### Goal
Change every "Target" to "Object" in the data below, and leave everything else as it is.

### Supplied information

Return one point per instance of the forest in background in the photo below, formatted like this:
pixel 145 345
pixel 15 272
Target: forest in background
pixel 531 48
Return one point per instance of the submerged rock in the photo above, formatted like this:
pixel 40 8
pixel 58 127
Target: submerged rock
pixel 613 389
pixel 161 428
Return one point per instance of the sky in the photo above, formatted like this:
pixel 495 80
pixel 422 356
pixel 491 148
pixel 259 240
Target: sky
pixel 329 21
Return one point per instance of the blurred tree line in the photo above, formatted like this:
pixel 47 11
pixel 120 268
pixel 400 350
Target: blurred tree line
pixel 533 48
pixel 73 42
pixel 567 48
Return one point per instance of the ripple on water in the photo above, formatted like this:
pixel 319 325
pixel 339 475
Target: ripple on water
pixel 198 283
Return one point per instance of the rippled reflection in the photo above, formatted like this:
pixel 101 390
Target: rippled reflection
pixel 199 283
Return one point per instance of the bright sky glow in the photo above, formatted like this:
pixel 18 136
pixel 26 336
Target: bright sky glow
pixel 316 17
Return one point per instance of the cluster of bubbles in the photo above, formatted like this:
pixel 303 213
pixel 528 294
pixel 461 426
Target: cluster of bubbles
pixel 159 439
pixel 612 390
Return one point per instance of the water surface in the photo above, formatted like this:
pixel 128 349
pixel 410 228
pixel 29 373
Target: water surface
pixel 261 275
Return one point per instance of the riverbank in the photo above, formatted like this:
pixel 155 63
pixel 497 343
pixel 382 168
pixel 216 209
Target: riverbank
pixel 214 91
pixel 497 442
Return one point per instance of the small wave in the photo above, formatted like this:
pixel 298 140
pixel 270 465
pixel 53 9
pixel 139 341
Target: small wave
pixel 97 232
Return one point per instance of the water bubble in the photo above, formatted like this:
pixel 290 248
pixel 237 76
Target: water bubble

### Answer to the problem
Return one point per instance of the forest in background in the photo below, formatted like this:
pixel 145 345
pixel 15 272
Object: forest in background
pixel 531 48
Return one point per instance of the submerged rock in the photo above, formatted like this:
pixel 40 8
pixel 58 127
Object: submerged rock
pixel 613 389
pixel 161 428
Return one point per instance of the sky in the photo above, formatted like this:
pixel 495 80
pixel 422 356
pixel 491 148
pixel 259 240
Object: sky
pixel 329 21
Return one point per instance of the blurred tree line in the photo above, formatted like this:
pixel 47 11
pixel 120 268
pixel 400 350
Object: blurred tree line
pixel 533 48
pixel 73 42
pixel 567 48
Return one point per instance of the ripple on water in the photo above, formatted like this:
pixel 319 325
pixel 339 475
Object: ripple on water
pixel 198 283
Return one point per instance of the rippled reflection in the photo above, formatted like this:
pixel 101 390
Object: rippled reflection
pixel 199 283
Return one point per instance of the bright sky glow in the photo above, formatted like this:
pixel 18 136
pixel 26 336
Object: bright sky glow
pixel 316 17
Return one point per instance of the cluster of bubbles in the photo above, formatted like this:
pixel 303 213
pixel 528 294
pixel 461 426
Object: cluster of bubbles
pixel 159 439
pixel 612 390
Return one point per instance of the water surface in the photo above, formatted like this:
pixel 128 349
pixel 410 228
pixel 29 373
Object: water surface
pixel 261 275
Return one point per instance of the riverbank in the photo above, formatted like this:
pixel 155 63
pixel 497 343
pixel 382 168
pixel 216 209
Object: riverbank
pixel 214 91
pixel 497 442
Return one point per instance of the small wave in the photo above, formatted like this:
pixel 298 140
pixel 270 465
pixel 53 9
pixel 139 341
Object: small wave
pixel 97 232
Return one point per instance of the water bubble in the photo above, formatted like this:
pixel 290 248
pixel 237 76
Object: water bubble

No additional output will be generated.